▶ **REQUEST**: Rewrite the entries below, replacing "paved walkway" with "brick sidewalk" and keeping everything else the same. Leave the pictures out of your version.

□ □ □ □ □

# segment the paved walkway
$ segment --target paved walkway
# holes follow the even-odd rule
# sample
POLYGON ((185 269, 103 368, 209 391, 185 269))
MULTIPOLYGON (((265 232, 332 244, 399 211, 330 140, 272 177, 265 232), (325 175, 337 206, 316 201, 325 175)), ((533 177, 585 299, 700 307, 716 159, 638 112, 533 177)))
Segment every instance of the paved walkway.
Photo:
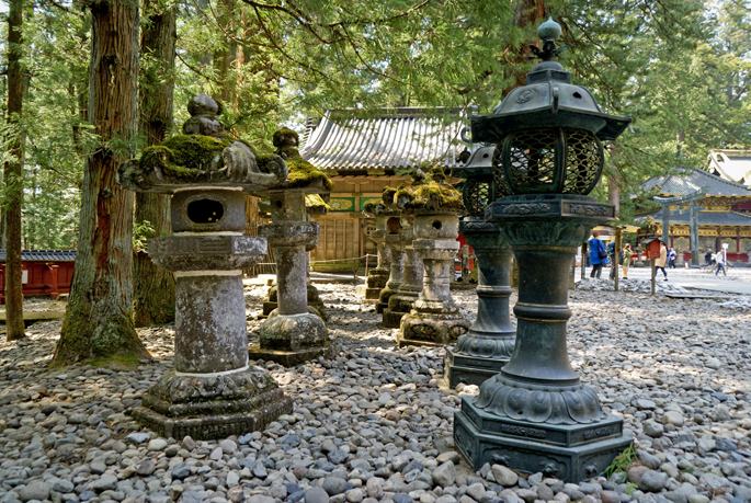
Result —
MULTIPOLYGON (((590 271, 588 267, 588 276, 590 271)), ((605 277, 608 273, 610 270, 604 270, 602 277, 605 277)), ((631 267, 628 270, 628 276, 638 279, 649 279, 649 267, 631 267)), ((577 267, 577 278, 579 277, 581 277, 581 270, 577 267)), ((662 272, 658 272, 657 281, 662 281, 662 272)), ((735 267, 730 270, 727 277, 722 276, 721 273, 719 276, 715 276, 714 273, 706 271, 669 268, 668 281, 673 285, 680 285, 684 288, 751 296, 751 268, 749 267, 735 267)))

□ □ □ □ □

▶ **THE SOLUTION**:
# segment the brick sidewalk
$ segment --target brick sidewalk
# holes follow the even-odd rule
# sample
POLYGON ((185 269, 103 368, 209 391, 185 269))
MULTIPOLYGON (((265 232, 332 244, 399 211, 330 140, 272 177, 265 232), (325 175, 337 206, 316 201, 325 175)), ((533 177, 585 299, 700 307, 716 159, 638 112, 533 177)))
Segment every instance of the brick sidewalk.
Photo:
Result —
MULTIPOLYGON (((590 271, 588 267, 588 276, 590 271)), ((605 277, 608 273, 610 270, 604 270, 602 277, 605 277)), ((631 267, 628 270, 628 276, 638 279, 649 279, 649 267, 631 267)), ((577 267, 577 278, 579 277, 581 277, 581 270, 577 267)), ((662 272, 658 272, 657 281, 662 281, 662 272)), ((735 267, 730 270, 727 277, 722 276, 721 273, 719 276, 715 276, 714 273, 706 271, 669 268, 668 281, 673 285, 680 285, 684 288, 751 296, 751 268, 749 267, 735 267)))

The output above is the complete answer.